Your objective:
Output the records exactly. Include every line.

Source records:
[Start of Attachment]

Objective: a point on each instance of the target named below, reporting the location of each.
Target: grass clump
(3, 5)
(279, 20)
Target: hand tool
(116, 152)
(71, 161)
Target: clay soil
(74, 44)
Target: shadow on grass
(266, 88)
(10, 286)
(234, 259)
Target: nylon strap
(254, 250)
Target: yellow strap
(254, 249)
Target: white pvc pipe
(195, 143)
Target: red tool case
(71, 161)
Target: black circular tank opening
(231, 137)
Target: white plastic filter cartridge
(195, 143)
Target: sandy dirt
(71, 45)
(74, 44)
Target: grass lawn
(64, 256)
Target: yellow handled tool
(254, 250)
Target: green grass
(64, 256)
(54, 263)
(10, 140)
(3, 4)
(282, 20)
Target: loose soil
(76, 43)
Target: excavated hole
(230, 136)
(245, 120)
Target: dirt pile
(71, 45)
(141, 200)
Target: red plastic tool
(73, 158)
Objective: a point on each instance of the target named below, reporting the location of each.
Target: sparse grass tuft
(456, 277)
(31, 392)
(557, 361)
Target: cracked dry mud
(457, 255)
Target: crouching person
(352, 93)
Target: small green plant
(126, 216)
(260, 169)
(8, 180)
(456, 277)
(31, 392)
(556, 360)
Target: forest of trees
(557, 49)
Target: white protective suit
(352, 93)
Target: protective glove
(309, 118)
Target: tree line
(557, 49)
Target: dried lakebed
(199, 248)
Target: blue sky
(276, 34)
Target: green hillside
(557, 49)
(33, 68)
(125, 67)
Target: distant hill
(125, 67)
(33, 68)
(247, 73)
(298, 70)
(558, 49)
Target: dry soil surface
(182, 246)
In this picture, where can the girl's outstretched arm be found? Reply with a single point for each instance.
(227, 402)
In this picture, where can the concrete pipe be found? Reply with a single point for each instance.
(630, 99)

[End of Attachment]

Output of the task:
Objective: a point on each instance of the target named below, reporting the location of each.
Target: grass clump
(3, 5)
(279, 20)
Target: hand tool
(116, 152)
(71, 161)
Target: clay soil
(74, 44)
Target: shadow on grass
(266, 88)
(10, 286)
(234, 259)
Target: nylon strap
(254, 250)
Target: yellow strap
(254, 249)
Target: white pvc pipe
(195, 143)
Target: red tool case
(71, 161)
Target: black circular tank opening
(231, 137)
Target: white plastic filter cartridge
(195, 143)
Target: sandy dirt
(71, 45)
(74, 44)
Target: grass lawn
(64, 256)
Target: yellow handled tool
(254, 250)
Target: green grass
(64, 256)
(54, 263)
(10, 140)
(3, 4)
(282, 20)
Target: loose soil
(76, 43)
Target: excavated hole
(230, 136)
(245, 120)
Target: dirt pile
(71, 45)
(141, 200)
Target: red plastic tool
(73, 158)
Objective: a point on each instance of the target named below, reporting the location of each.
Target: sparse grass tuft
(456, 277)
(31, 392)
(557, 361)
Target: cracked dry mud
(457, 255)
Target: crouching person
(352, 93)
Target: small green plant
(126, 216)
(260, 169)
(8, 180)
(456, 277)
(31, 392)
(556, 360)
Target: forest of trees
(557, 49)
Target: white protective suit
(352, 93)
Target: protective glove
(309, 118)
Target: tree line
(557, 49)
Target: dried lakebed
(199, 248)
Target: blue sky
(276, 34)
Target: green hillside
(557, 49)
(33, 68)
(125, 67)
Target: distant hill
(125, 67)
(33, 68)
(247, 73)
(298, 70)
(558, 49)
Target: dry soil surface
(182, 246)
In this picture, where can the girl's outstretched arm be found? Reply with a single point for each instance.
(227, 402)
In this picture, where can the concrete pipe be found? Reply with a single point for each instance.
(630, 99)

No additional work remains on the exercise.